Please copy out all the items below, replacing "bounding box" with "bounding rectangle" everywhere it appears and leaving the rest unchanged.

- _Dataset records_
= = = = =
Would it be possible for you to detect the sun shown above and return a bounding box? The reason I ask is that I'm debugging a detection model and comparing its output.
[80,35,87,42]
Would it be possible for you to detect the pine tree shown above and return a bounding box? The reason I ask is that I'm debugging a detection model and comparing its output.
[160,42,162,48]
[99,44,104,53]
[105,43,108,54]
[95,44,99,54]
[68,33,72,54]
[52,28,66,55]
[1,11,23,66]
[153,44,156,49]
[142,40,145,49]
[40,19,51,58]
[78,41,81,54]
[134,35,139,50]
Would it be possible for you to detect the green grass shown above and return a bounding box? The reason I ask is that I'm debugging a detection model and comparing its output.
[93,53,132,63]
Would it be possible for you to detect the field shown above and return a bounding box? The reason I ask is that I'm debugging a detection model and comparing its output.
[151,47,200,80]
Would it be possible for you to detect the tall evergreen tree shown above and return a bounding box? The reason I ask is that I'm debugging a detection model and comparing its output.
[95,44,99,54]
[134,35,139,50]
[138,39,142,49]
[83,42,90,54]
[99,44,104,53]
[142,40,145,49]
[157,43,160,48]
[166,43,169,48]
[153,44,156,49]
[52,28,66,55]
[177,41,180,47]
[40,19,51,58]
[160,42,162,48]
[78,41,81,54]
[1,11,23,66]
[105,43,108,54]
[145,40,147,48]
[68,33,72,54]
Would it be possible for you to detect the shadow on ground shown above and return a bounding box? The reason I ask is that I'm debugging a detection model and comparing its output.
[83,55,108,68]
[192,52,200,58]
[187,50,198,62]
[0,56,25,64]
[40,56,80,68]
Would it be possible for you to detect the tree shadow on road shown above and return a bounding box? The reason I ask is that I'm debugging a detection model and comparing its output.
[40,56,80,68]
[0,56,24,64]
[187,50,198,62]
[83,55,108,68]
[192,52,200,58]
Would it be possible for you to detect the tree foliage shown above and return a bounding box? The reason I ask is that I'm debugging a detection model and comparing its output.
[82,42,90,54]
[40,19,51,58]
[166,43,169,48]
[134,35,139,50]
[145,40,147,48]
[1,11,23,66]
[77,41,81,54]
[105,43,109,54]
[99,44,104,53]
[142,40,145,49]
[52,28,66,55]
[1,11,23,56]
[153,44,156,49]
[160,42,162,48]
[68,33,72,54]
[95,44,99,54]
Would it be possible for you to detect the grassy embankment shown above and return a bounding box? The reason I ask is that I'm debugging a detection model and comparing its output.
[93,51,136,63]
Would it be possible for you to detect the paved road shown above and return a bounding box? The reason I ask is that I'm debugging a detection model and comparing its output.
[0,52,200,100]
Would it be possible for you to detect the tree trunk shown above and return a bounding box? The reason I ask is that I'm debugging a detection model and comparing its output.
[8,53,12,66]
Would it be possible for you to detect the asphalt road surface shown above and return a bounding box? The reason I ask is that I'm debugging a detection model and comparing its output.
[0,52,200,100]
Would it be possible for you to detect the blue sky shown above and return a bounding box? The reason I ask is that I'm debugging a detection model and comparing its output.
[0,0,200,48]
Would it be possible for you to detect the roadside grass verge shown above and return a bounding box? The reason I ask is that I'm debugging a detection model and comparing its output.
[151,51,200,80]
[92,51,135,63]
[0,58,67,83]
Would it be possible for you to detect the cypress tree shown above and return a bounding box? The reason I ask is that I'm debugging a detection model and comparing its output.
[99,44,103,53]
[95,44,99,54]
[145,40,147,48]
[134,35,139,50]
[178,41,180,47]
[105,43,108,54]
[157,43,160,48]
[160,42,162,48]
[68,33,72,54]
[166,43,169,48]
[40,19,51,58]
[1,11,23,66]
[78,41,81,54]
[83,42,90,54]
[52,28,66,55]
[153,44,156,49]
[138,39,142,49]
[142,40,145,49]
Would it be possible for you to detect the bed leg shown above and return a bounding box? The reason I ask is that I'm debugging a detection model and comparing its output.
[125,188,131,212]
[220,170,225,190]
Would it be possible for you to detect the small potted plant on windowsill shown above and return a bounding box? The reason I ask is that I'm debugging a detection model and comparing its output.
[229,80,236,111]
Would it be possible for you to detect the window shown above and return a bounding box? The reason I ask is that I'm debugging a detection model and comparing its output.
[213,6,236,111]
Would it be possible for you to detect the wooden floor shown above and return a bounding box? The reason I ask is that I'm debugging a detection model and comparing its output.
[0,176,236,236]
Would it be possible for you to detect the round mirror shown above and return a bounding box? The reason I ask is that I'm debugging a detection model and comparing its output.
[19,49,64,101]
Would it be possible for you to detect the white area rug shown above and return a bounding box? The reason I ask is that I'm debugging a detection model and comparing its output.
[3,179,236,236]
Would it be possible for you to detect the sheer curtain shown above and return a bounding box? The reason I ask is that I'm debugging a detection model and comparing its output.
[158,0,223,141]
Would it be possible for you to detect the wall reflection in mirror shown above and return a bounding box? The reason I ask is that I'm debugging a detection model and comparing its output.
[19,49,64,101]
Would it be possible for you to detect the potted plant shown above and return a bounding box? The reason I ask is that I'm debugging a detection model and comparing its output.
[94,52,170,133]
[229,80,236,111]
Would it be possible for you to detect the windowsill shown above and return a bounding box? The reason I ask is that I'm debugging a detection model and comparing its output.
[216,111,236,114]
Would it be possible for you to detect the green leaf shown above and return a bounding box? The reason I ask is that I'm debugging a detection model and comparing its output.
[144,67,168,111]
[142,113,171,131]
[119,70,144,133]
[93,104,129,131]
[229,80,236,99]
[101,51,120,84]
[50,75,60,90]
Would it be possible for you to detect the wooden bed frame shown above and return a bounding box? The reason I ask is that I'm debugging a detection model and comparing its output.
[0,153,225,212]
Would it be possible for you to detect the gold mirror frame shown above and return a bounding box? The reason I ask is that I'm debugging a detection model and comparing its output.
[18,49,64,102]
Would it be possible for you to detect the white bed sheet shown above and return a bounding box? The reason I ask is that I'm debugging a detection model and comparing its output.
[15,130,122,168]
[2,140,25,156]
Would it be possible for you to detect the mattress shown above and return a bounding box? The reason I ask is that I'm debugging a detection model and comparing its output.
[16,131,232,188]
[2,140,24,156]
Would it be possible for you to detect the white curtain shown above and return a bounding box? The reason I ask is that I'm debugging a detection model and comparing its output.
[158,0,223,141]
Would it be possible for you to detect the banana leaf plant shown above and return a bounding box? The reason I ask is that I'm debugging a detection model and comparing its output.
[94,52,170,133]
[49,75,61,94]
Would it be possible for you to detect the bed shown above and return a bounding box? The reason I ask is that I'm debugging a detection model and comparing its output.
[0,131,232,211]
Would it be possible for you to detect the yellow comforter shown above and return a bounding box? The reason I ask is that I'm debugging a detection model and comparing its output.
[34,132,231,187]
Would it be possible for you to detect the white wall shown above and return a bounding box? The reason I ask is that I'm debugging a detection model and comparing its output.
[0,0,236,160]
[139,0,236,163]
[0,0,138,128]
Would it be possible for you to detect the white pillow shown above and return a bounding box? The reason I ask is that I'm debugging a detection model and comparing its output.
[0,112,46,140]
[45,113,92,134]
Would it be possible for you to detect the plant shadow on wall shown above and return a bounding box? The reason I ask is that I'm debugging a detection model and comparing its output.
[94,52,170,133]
= = = = =
- _Solution_
Would it be possible for you to detect the sun shown above and return a bounding rectangle? The reason I ask is that I'm debugging a detection model and comparing its output.
[80,35,87,42]
Would it be possible for you to detect the pine tree shown above and return a bounding rectangle? The reason I ask is that I'm debugging a detection model and comparing its output.
[160,42,162,48]
[99,44,104,53]
[105,43,108,54]
[95,44,99,54]
[68,33,72,54]
[52,28,66,55]
[1,11,23,66]
[153,44,156,49]
[142,40,145,49]
[40,19,51,58]
[78,41,81,54]
[134,35,139,50]
Would it be possible for you to detect the green grass shown above and return a bounding rectangle? The reason I ask is that I'm debugging a detection model and comparing its output.
[93,53,132,63]
Would it be possible for you to detect the field shown above and return a bounding rectangle? The reason I ask is that I'm debugging a detection model and comparing its output.
[151,47,200,80]
Would it be possible for you to detect the tall evergreen tree shown above and return a bounding rectangle? The reason I ask is that I'm debugging a detection model and comparing its output.
[95,44,99,54]
[134,35,139,50]
[138,39,142,49]
[83,42,90,54]
[99,44,104,53]
[142,40,145,49]
[157,43,160,48]
[166,43,169,48]
[153,44,156,49]
[52,28,66,55]
[177,41,180,47]
[40,19,51,58]
[160,42,162,48]
[78,41,81,54]
[1,11,23,66]
[105,43,108,54]
[145,40,147,48]
[68,33,72,54]
Would it be possible for you to detect the shadow on ground shown above and return a bounding rectangle? The reason I ask is that I'm debugging a detection model and comparing its output.
[83,55,108,68]
[192,52,200,58]
[187,50,198,62]
[0,56,25,64]
[40,56,80,68]
Would it be possible for you to detect the tree shadow on road shown above and return a bounding rectangle? The reason I ask is that I'm debugging a detection model and comparing its output.
[40,56,80,68]
[0,56,24,64]
[187,50,198,62]
[83,55,108,68]
[192,52,200,58]
Would it be possible for you to detect the tree foliage shown above and return a bounding rectangle? The reason I ask is that I'm debugging a detection model and comparing its output.
[82,42,90,54]
[40,19,51,58]
[166,43,169,48]
[134,35,139,50]
[145,40,147,48]
[1,11,23,66]
[77,41,81,54]
[105,43,109,54]
[99,44,104,53]
[142,40,145,49]
[52,28,66,55]
[1,11,23,56]
[153,44,156,49]
[160,42,162,48]
[68,33,72,54]
[95,44,99,54]
Would it be possible for you to detect the grassy embankment shown above and return a bounding rectangle? The reason I ask is that I'm debugging a detection model and comparing its output.
[93,51,136,63]
Would it be possible for you to detect the paved road shown above and return a bounding rectangle? The reason I ask is that I'm debugging a detection model and comparing its output.
[0,52,200,100]
Would it be possible for you to detect the tree trunk shown above and return a bounding rectangle? The reason I ask is that I'm debugging a detection model and comparing its output.
[8,53,12,66]
Would it be possible for you to detect the asphalt road surface shown above and return a bounding rectangle? The reason I ask is that I'm debugging a detection model and comparing its output.
[0,52,200,100]
Would it be possible for you to detect the blue sky shown above and return a bounding rectangle? The reason I ask is that I'm debugging a detection model and comparing its output.
[0,0,200,48]
Would it be possible for you to detect the roadside grass verge shown above and return a bounding rectangle? The reason I ask is that I'm debugging a detection model and comparing its output.
[151,51,200,80]
[92,51,135,63]
[0,58,67,83]
Would it be possible for you to detect the cypress tree shown above and return a bounding rectangle? The reason I ask is that I'm debugging a detection model and comparing its output.
[99,44,103,53]
[95,44,99,54]
[145,40,147,48]
[134,35,139,50]
[178,41,180,47]
[105,43,108,54]
[157,43,160,48]
[160,42,162,48]
[68,33,72,54]
[166,43,169,48]
[40,19,51,58]
[1,11,23,66]
[78,41,81,54]
[83,42,90,54]
[52,28,66,55]
[153,44,156,49]
[138,39,142,49]
[142,40,145,49]
Would it be possible for you to detect the bed leg shown above and return a bounding rectangle? The reason I ask is that I'm debugging a detection model and comparing its output.
[125,188,131,212]
[220,170,225,190]
Would it be possible for you to detect the small potted plant on windowsill shown above and return a bounding rectangle? The reason I ask is that I'm debugging a detection model and comparing its output.
[229,80,236,111]
Would it be possible for you to detect the window shown above and return a bounding rectangle? The reason I ask is that I'm debugging a detection model and comparing its output.
[213,6,236,111]
Would it be possible for you to detect the wooden floor shown above and return a bounding rectangle? The reason I ask is that I'm debugging a detection model and comparing its output.
[0,176,236,236]
Would it be possible for you to detect the round mirror shown above and return a bounding rectangle? The reason I ask is that I'm debugging a detection model and comparing its output.
[19,49,64,101]
Would it be possible for you to detect the white area rug shown above and return a bounding rectangle? The reason I ask is that I'm debugging a detection model and comparing its output.
[3,179,236,236]
Would it be possible for you to detect the sheer curtain shown above and return a bounding rectangle? The reason I ask is that I'm debugging a detection model and comparing its output.
[158,0,223,141]
Would it be possible for you to detect the wall reflection in mirror shown above and return a bounding rectangle? The reason I ask is that I'm debugging a detection model and comparing its output.
[19,49,64,101]
Would it be possible for you to detect the potted plant shown above and return a bounding rectangle? The reason I ask is that I'm debugging a detection model and comparing its output.
[94,52,170,133]
[229,80,236,111]
Would it be possible for you to detect the windowsill shown above and return a bounding rectangle? The reason I ask is that I'm debugging a detection model and comparing its output.
[216,111,236,114]
Would it be possible for you to detect the green leaf shown above and return a bounding rectangle? The reason I ask is that I'm debugging a detection model and comparing its output.
[144,67,168,111]
[142,113,171,131]
[119,70,144,133]
[93,104,129,131]
[229,80,236,99]
[101,51,120,84]
[50,75,60,90]
Would it be possible for you to detect the wooden bed frame shown above and return a bounding rectangle? The reason I ask is that I'm debugging a detection model and comparing its output.
[0,153,225,212]
Would it be possible for you to detect the gold mirror frame shown above and return a bounding rectangle? The reason I ask is that I'm debugging a detection model and comparing its output.
[18,49,64,102]
Would it be possible for you to detect the white bed sheet shown above and return a bounding rectangle? The reason I ask is that I'm debugging a detection model and comparing its output.
[15,130,122,168]
[2,140,25,156]
Would it be possible for you to detect the mattress shown above and return a bounding rectangle? The reason I ask is that I'm debugging a detection model and comparing its output.
[16,131,232,188]
[2,140,24,156]
Would it be possible for you to detect the white curtain shown above and return a bounding rectangle? The reason I ask is that I'm debugging a detection model and comparing its output.
[158,0,223,141]
Would it be possible for you to detect the banana leaf plant shown above and return a bounding rectangle? The reason I ask is that I'm debugging a detection model and comparing its output.
[94,52,170,133]
[49,75,61,94]
Would it be possible for you to detect the bed shown above and return a bounding rectangle? The reason I ask is that I'm debugging a detection model and comparing its output.
[0,131,232,211]
Would it be possible for you to detect the yellow comforter shown above and return a bounding rectangle? The reason I ask is that I'm debugging a detection model and comparing its output.
[34,132,231,187]
Would it be possible for you to detect the white wall shown above and return a bounding rectangle? The reason I ask is that I'm debugging a detection model and comparing its output.
[0,0,236,160]
[139,0,236,163]
[0,0,138,128]
Would it be possible for you to detect the white pillow shown above and return a bounding rectangle? The reason I ask is that I'm debugging a detection model and comparing its output.
[0,112,46,140]
[45,113,92,134]
Would it be possible for you to detect the plant shadow on wall shown above and return a bounding rectangle? The reason I ask is that I'm debugging a detection model and comparing its output.
[94,52,170,133]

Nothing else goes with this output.